[QUOTED TEXT]

- - -

Depending on such characteristics as the frequency of a biasing
device (e.g., 206 in FIG. 2) the dielectric properties of the
liquid medium (e.g., 222 in FIG. 2), and/or the micro-objects
(e.g., 224, 226), the DEP force can attract or repeal the nearby
micro-objects. Similarly, each EW configuration 126 of the
structure 104 can be part of a different EW device 130 built into
the enclosure 102 for temporarily changing a wetting property of
the electrowetting surface 128 or a region of the electrowetting
surface 128 of the EW configuration 126.
[0041] FIGS. 2A and 2B (which show partial, cross-sectional, side
views of the enclosure 102 of FIG. 1) illustrate an example of a
DEP device 120. The DEP device 120 in FIG. 1 and each DEP device
120 in any figure (e.g., FIG. 11) can be configured like the DEP
device 120 shown in FIGS. 2A and 2B or any variation thereof (e.g.,
as illustrated in FIG. 3 or 4).

- - -

[GIVEN TASK A] Rewrite the stretch of the patent excerpt from "[0041] FIGS. 2A" through "FIG. 3 or 4).", using "housing" wherever "enclosure" appears.
[GIVEN TASK B] Write the next part of the patent excerpt on DEP devices, picking up after its final sentence.
The data that follows has no connection to the patent excerpt.

[Part of a data file]
- - -

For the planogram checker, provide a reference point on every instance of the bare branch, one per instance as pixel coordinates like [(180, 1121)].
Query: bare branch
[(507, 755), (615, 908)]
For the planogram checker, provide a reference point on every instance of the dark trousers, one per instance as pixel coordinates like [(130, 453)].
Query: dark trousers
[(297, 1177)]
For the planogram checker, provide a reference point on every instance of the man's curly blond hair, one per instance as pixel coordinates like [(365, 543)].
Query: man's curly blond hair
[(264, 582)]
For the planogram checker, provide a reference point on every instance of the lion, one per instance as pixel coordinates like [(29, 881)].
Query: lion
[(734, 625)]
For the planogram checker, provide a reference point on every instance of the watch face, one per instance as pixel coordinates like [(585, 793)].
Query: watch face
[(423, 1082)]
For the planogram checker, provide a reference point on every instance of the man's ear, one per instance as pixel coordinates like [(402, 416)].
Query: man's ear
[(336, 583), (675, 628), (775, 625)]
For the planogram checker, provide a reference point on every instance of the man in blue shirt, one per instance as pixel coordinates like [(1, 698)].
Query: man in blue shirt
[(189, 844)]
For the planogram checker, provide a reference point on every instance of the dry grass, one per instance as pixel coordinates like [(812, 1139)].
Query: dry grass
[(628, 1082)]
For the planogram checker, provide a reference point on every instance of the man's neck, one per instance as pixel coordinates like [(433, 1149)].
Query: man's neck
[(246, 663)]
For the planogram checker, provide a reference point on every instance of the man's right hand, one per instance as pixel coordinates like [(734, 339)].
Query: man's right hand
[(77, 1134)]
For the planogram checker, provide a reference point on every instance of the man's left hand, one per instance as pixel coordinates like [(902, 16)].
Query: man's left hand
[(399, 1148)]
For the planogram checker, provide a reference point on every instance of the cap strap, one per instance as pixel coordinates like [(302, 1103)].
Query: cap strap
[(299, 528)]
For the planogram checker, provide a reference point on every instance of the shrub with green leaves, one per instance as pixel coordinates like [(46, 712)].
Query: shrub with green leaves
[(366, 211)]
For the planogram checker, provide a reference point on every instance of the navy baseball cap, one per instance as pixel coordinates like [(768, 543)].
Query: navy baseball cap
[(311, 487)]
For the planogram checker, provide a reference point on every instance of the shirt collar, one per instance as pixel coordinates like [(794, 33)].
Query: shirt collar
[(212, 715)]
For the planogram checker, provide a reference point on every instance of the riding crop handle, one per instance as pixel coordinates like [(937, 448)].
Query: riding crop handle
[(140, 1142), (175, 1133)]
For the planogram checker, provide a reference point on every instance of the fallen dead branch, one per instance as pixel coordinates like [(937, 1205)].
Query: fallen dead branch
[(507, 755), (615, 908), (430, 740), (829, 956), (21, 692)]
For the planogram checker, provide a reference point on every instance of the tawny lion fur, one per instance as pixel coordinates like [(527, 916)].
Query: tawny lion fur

- - -

[TASK ANSWER A]
[0041] FIGS. 2A and 2B (which show partial, cross-sectional, side
views of the housing 102 of FIG. 1) illustrate an example of a
DEP device 120. The DEP device 120 in FIG. 1 and each DEP device
120 in any figure (e.g., FIG. 11) can be configured like the DEP
device 120 shown in FIGS. 2A and 2B or any variation thereof (e.g.,
as illustrated in FIG. 3 or 4).

[TASK ANSWER B]
[0042] As shown, a DEP device 120 can comprise a biasing electrode
202, a switchable element 212, and another biasing electrode 204
(which can be an example of a first electrode or a second
electrode). The biasing electrode 202 can be part of the cover 102,
and the switchable element 212 and the other biasing electrode 204
can be part of the structure 104. Alternatively, the biasing
electrode 202 can also be part of the structure 104. The chamber
112 can be between the biasing electrode 202 and the switchable
element 212, which can be located between the chamber 112 and the
other biasing electrode 204. The chamber 112 is illustrated in FIG.
2A containing a first liquid medium 222 in which micro-objects 224,
226 (two are shown but there can be more) are disposed. As shown,
the outer surface 124 can be an outer surface of the switchable
element 212. Alternatively, a layer of material (not shown) can be
disposed on the surface of the switchable element 212, and the
outer surface 124 of that layer of material can comprise the outer
surface 124. As noted, the outer surface 124 can be hydrophilic.
Regardless of whether the outer surface 124 is an outer surface of
the switching element itself 212 or the outer surface of a layer of
material (e.g., a coating) (not shown) disposed on the switching
element 212, the switching element 212 can be said to be disposed
between the outer surface 124 and the electrode 204.
[0043] A first power source 206 (which can be part of the biasing
device 118 of FIG. 1) can be connected to the electrodes 202, 204.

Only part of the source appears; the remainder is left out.